*WHAT YOU NEED TO DO*.
The lines to return are the one containing "Labeling batch C. For the image above, tag the golden" and all that follow it in the entries below, duplicated exactly and nothing else.

(Photo-based referring expression data)

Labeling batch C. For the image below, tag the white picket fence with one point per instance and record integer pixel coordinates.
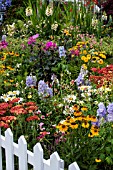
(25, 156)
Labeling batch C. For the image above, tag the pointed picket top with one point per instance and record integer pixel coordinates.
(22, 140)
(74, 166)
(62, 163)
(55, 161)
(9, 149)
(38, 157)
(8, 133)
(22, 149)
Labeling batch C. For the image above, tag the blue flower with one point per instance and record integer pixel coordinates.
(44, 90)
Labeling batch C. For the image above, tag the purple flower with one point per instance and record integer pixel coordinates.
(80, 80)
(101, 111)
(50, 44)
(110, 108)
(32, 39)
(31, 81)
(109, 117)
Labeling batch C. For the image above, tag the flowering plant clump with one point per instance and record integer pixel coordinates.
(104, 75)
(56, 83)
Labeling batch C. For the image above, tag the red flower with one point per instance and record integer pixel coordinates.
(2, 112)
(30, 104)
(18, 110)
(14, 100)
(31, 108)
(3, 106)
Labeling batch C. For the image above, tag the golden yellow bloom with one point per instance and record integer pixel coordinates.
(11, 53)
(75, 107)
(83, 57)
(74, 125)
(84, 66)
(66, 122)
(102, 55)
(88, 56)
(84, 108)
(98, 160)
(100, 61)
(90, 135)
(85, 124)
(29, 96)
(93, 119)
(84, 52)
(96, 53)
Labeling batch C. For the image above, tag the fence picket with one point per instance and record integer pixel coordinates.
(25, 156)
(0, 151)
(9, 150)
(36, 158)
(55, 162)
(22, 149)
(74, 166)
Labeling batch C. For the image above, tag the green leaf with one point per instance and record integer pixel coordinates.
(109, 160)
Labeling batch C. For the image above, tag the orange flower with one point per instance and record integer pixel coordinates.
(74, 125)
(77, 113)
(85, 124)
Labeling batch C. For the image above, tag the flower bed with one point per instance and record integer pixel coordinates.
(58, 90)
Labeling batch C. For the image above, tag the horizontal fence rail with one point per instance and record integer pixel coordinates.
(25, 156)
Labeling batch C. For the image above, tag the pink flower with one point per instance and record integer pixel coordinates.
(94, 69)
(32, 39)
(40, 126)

*SOLUTION*.
Labeling batch C. For the image above, tag the golden yellow bloom with one point per instance and record integer pixel coordinates.
(11, 53)
(75, 107)
(83, 57)
(74, 125)
(84, 66)
(66, 122)
(102, 55)
(88, 56)
(84, 108)
(98, 160)
(100, 61)
(90, 135)
(85, 124)
(29, 96)
(93, 119)
(84, 52)
(96, 53)
Labeling batch C. For the image above, tag the fence picket with one point per instance and record integer pixel coordinates.
(25, 156)
(0, 151)
(9, 150)
(36, 158)
(55, 162)
(22, 149)
(74, 166)
Labeling batch C. For the image above, tag the green leaf with one point per instance and record integer pixel coordinates.
(109, 160)
Labeling batch C. For the image above, tag the orange flower with one point per instance and record integer pixel coordinates.
(74, 125)
(77, 113)
(85, 124)
Labeling batch C. For the image above, tag the flower bed with one point per instance and record integer pixel coordinates.
(58, 90)
Labeling batch C. For the image above, tag the horizontal fence rail with one point per instance and record integer pixel coordinates.
(25, 156)
Labeling batch C. For the image above, tag the pink flower with one point per instance and record integer pixel coordinates.
(94, 69)
(32, 39)
(40, 126)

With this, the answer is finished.